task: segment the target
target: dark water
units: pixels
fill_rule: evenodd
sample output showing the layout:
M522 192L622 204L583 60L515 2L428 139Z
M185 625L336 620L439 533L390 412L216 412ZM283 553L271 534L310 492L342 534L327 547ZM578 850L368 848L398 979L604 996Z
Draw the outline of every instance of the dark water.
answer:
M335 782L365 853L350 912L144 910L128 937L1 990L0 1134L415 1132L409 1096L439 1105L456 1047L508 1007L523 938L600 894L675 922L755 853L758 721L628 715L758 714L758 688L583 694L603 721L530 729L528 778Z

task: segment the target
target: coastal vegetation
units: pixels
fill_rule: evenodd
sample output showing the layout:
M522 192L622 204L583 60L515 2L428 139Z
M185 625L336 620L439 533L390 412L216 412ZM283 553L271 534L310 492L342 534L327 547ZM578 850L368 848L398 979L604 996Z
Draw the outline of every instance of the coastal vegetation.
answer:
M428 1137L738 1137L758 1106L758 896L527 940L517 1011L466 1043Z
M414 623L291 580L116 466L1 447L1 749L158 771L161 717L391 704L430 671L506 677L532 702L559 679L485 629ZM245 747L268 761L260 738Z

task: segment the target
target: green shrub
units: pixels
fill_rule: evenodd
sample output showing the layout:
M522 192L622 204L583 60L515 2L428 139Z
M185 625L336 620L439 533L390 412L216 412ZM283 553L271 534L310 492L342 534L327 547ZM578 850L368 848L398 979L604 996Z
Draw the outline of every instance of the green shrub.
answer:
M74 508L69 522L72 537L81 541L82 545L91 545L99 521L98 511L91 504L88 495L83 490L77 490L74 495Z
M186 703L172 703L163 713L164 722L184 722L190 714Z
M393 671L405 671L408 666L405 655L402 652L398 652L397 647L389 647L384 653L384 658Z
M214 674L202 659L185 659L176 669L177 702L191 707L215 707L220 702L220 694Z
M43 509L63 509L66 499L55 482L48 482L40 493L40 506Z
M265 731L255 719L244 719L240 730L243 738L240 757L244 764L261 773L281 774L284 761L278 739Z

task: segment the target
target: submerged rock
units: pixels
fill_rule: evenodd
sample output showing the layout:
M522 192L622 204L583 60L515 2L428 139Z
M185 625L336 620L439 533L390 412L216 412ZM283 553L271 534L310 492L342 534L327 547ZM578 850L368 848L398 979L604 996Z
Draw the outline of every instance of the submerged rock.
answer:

DO THIS -
Copy all of the rows above again, changing each "outline" to "boundary" and leaving everything else the same.

SOLVED EXERCISE -
task: segment the target
target: dark water
units: pixels
fill_rule: evenodd
sample output showing the layout:
M522 192L622 204L583 60L515 2L428 139Z
M185 625L336 620L439 533L390 412L216 412ZM283 553L271 534L310 492L342 534L327 547ZM578 850L368 848L398 979L604 996Z
Draw the boundary of every instance of the dark water.
answer:
M335 782L365 853L350 912L144 910L128 937L1 990L0 1134L415 1132L409 1096L439 1105L456 1047L508 1007L523 938L600 894L675 922L755 853L758 721L628 715L758 714L758 688L583 694L603 721L530 729L528 778Z

task: segment the target
target: coastal vegetation
units: pixels
fill_rule: evenodd
sample output showing the layout:
M522 192L622 204L583 60L515 2L428 139Z
M185 625L336 620L439 533L390 412L216 412ZM283 553L271 534L310 492L342 534L327 547ZM578 850L368 848L398 979L604 996Z
Draw the boundary of every instance of the coastal vegetation.
answer:
M428 1137L738 1137L758 1106L758 896L527 940L517 1011L466 1043Z
M414 623L291 580L116 466L1 447L1 749L158 771L161 717L391 704L430 671L506 677L532 702L559 679L485 629ZM245 747L268 761L260 738Z

task: segment the target
target: green shrub
units: pixels
fill_rule: evenodd
sample output showing the layout:
M522 192L622 204L583 60L515 2L428 139Z
M185 625L336 620L439 533L390 412L216 412ZM283 553L271 534L310 492L342 534L327 547ZM578 850L368 848L398 979L604 996Z
Draw the boundary of every instance of the green shrub.
answer:
M74 508L69 522L72 537L81 541L82 545L91 545L99 521L98 511L91 504L88 495L83 490L77 490L74 495Z
M186 703L172 703L163 713L164 722L184 722L190 714Z
M393 671L405 671L408 666L405 655L402 652L398 652L397 647L389 647L384 653L384 658Z
M214 674L202 659L185 659L176 669L177 702L191 707L215 707L220 702L220 694Z
M43 509L63 509L66 499L55 482L48 482L40 493L40 506Z
M265 731L255 719L244 719L240 730L243 738L240 757L244 764L261 773L281 774L284 761L278 739Z

task: segment the target
target: submerged rock
units: pixels
fill_rule: evenodd
sample output showing the layout:
M522 192L622 204L583 60L515 2L428 139Z
M185 625L336 620L439 533L390 412L216 412ZM283 553L271 534L310 492L342 534L327 547ZM578 850L368 848L398 979L604 996Z
Draw the boundary of every instance of the submerged rock.
answer:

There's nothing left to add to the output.